● Work required
How many lines in the rows below contain the string "metal"? Reply with the number alone.

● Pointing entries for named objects
════════════════
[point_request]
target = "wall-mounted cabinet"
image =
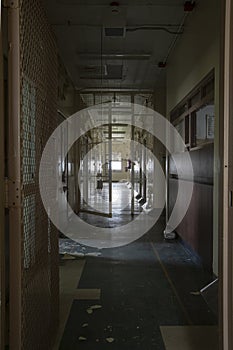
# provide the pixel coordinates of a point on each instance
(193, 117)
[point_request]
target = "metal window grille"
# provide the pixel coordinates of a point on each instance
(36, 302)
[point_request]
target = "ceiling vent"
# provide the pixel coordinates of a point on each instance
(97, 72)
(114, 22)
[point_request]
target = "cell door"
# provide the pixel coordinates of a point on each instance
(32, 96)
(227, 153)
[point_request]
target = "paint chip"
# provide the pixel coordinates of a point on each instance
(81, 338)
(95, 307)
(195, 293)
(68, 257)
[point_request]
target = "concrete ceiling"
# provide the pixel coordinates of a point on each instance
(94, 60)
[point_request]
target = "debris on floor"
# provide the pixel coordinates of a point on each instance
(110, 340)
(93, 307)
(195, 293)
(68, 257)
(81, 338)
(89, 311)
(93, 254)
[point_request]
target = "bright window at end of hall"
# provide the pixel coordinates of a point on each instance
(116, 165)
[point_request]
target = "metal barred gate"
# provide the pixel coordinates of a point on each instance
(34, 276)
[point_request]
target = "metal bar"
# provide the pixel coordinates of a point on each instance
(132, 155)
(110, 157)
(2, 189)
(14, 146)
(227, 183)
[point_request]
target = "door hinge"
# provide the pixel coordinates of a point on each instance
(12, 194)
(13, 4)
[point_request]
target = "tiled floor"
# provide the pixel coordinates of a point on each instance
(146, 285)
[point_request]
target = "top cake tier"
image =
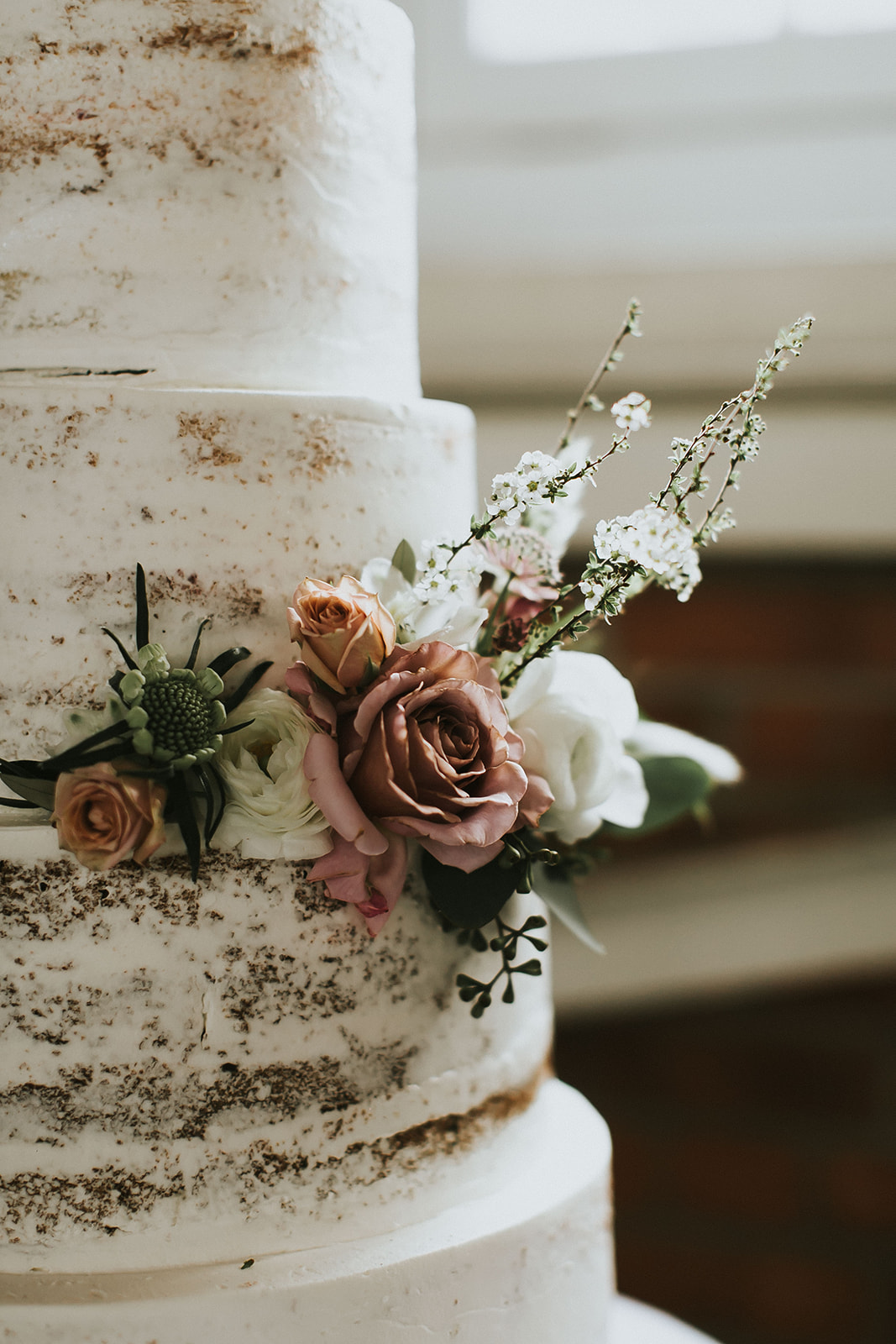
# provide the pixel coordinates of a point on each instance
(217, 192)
════════════════
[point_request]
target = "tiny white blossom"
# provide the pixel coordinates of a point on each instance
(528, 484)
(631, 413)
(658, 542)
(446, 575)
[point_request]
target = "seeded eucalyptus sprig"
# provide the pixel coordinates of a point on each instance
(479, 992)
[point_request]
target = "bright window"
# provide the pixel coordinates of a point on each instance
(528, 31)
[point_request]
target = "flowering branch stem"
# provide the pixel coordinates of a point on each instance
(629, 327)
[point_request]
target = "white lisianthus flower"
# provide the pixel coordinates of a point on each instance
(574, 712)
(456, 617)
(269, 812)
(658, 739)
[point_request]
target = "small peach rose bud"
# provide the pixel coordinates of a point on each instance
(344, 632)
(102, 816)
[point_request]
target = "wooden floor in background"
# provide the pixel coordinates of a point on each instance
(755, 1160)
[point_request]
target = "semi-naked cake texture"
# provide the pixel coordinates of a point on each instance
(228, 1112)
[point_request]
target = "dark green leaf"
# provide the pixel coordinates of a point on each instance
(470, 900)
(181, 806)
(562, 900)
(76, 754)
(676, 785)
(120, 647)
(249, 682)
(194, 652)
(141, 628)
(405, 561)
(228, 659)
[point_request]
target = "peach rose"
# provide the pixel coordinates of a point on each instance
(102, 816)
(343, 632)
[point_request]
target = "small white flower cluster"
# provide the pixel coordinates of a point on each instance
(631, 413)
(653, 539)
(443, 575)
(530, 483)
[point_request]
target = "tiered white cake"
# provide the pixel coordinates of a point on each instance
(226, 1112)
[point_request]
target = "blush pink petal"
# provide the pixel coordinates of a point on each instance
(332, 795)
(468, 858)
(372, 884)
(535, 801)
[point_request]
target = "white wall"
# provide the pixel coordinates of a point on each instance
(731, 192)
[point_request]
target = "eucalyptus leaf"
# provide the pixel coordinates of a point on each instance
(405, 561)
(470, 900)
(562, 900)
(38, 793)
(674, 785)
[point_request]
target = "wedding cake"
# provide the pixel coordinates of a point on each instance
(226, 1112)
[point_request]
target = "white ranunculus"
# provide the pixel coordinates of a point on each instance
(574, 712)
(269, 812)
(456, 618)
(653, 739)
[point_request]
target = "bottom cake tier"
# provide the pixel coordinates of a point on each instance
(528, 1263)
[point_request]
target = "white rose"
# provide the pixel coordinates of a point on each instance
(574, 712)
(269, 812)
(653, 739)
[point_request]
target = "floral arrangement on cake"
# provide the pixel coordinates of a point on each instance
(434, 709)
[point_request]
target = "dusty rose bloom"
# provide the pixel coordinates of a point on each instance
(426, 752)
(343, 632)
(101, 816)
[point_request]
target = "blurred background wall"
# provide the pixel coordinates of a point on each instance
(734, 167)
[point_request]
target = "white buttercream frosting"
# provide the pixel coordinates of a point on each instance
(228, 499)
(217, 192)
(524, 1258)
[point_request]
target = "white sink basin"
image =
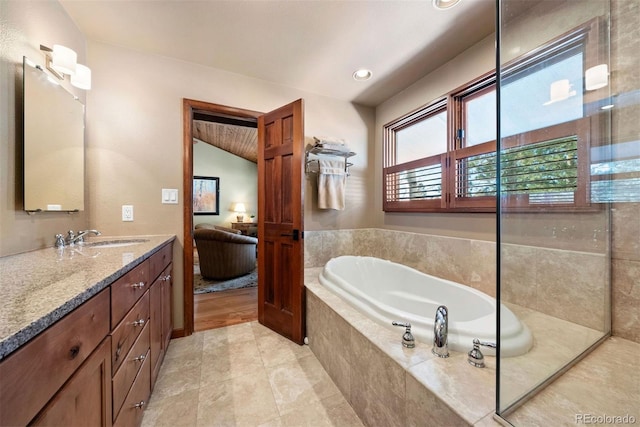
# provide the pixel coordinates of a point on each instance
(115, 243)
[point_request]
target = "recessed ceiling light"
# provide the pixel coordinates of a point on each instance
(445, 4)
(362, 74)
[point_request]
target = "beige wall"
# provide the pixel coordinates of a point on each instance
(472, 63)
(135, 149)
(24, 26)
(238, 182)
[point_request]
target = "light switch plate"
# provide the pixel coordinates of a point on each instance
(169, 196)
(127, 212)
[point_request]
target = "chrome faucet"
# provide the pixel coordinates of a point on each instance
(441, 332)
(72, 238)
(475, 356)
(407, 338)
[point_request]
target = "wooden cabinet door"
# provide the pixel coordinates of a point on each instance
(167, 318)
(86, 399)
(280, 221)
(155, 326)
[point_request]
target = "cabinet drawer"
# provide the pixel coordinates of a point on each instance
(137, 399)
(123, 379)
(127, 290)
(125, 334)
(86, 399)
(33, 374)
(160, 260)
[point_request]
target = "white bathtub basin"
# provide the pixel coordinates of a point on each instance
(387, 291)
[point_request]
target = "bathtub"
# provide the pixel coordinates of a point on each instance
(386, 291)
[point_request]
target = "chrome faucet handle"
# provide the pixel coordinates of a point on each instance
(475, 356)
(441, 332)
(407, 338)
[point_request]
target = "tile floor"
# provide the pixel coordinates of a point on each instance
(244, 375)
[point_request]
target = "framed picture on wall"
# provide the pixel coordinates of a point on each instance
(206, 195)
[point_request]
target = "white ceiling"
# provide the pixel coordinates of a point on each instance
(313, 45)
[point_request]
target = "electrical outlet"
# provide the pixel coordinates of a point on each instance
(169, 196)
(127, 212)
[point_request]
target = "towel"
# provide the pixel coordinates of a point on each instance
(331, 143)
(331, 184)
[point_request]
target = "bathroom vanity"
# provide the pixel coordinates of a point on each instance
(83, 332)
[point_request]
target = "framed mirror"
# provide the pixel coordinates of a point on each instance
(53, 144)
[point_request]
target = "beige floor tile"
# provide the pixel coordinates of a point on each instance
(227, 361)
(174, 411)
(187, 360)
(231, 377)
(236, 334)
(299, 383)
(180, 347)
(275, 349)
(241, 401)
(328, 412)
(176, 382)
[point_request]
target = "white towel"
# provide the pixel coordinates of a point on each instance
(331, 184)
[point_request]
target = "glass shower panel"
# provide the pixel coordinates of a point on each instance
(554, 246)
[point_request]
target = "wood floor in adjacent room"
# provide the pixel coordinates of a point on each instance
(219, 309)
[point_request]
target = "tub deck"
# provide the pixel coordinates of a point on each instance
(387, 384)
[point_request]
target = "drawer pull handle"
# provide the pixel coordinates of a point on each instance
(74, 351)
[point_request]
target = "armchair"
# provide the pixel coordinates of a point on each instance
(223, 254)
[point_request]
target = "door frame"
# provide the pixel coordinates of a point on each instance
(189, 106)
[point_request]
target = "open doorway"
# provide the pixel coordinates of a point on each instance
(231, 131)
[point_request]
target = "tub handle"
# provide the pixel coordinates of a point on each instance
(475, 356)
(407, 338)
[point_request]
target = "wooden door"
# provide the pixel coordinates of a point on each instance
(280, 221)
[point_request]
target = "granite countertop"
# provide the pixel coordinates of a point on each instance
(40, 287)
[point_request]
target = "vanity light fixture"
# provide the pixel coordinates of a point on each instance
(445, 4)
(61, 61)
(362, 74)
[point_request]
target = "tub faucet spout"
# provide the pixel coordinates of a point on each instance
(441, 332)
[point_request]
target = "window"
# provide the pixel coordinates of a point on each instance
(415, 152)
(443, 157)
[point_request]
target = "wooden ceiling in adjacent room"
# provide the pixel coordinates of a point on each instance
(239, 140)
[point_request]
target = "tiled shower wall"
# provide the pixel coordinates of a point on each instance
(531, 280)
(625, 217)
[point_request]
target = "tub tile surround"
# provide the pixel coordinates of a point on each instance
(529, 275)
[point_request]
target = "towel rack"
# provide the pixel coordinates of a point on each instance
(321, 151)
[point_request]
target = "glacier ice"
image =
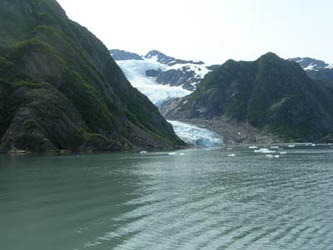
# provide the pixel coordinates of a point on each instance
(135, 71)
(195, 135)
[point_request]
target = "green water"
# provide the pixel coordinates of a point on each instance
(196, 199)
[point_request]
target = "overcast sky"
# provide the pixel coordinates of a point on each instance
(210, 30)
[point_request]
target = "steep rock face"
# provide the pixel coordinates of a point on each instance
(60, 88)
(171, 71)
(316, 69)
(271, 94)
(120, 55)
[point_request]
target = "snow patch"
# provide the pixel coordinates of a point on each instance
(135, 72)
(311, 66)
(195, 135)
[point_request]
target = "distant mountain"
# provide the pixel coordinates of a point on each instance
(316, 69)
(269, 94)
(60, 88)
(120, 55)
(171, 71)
════════════════
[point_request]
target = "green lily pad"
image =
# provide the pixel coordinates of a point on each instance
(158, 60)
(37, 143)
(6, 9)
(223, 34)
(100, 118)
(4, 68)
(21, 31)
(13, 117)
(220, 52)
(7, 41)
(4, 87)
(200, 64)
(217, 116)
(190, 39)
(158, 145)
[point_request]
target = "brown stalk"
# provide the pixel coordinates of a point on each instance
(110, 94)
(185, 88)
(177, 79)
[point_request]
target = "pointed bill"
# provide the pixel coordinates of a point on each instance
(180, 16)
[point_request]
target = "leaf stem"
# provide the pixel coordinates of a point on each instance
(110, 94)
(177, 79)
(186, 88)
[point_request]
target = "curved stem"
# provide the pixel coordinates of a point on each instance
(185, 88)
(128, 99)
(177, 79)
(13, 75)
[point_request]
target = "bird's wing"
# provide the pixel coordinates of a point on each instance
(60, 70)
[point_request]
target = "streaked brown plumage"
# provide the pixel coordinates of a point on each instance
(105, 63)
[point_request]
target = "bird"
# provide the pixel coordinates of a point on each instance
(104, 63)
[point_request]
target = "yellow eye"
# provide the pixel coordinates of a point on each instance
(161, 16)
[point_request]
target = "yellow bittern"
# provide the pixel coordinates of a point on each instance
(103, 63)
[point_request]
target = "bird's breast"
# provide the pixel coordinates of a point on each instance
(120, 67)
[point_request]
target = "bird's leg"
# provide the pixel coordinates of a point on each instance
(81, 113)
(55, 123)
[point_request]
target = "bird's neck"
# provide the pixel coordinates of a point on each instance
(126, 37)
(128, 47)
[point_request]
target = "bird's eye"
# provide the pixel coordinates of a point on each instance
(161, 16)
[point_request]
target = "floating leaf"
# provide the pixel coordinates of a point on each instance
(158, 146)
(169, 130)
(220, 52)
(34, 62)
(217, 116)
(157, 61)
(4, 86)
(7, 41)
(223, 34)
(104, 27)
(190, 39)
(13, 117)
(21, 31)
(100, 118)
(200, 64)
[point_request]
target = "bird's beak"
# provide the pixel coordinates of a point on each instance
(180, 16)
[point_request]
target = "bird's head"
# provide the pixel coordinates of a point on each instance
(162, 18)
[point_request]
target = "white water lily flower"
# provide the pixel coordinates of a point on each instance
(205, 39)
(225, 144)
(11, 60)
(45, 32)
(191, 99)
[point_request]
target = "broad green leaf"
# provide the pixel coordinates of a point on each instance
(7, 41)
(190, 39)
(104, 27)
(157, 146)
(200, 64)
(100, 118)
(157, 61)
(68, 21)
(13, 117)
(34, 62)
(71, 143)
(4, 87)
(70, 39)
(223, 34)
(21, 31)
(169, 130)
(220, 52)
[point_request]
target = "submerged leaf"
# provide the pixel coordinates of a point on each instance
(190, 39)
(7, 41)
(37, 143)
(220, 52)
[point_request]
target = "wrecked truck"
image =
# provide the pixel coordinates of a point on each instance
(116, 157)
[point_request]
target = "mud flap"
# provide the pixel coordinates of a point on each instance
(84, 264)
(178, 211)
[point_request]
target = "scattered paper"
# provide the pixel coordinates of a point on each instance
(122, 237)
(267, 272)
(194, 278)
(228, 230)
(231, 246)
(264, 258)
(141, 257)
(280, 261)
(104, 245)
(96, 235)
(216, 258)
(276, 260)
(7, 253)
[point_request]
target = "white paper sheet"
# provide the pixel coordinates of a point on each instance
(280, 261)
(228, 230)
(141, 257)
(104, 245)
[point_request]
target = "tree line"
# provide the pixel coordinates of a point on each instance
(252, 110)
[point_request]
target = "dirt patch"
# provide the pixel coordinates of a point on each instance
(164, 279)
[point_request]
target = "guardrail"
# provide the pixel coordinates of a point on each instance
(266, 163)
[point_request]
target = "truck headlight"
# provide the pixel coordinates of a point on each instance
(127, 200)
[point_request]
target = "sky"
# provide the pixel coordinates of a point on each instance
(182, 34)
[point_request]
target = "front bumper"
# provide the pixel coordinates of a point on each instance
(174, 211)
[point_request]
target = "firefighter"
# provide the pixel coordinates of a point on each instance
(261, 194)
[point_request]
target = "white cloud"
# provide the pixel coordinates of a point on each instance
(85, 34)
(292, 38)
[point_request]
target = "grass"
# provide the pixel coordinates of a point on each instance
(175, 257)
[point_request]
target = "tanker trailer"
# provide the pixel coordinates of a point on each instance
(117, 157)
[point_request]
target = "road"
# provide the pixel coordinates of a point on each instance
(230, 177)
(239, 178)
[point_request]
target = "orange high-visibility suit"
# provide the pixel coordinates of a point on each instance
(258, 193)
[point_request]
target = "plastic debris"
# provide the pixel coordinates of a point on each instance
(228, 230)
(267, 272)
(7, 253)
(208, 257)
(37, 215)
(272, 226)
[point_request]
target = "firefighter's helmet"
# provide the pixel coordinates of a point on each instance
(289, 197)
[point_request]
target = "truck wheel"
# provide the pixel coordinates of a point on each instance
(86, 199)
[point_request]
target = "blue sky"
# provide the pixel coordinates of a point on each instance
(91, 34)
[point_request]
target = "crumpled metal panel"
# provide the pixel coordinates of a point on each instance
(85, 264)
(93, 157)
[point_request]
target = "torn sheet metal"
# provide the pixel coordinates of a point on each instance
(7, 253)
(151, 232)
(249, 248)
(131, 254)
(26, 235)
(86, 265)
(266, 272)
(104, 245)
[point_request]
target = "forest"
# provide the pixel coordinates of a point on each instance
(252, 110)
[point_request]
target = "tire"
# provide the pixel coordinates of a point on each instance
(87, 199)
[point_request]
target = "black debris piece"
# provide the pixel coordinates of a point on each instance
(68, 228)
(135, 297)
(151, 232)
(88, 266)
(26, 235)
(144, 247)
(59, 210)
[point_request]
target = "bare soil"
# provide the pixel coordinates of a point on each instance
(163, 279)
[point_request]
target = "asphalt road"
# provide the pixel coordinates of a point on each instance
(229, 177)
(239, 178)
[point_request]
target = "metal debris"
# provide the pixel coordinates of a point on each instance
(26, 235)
════════════════
● Answer to the task
6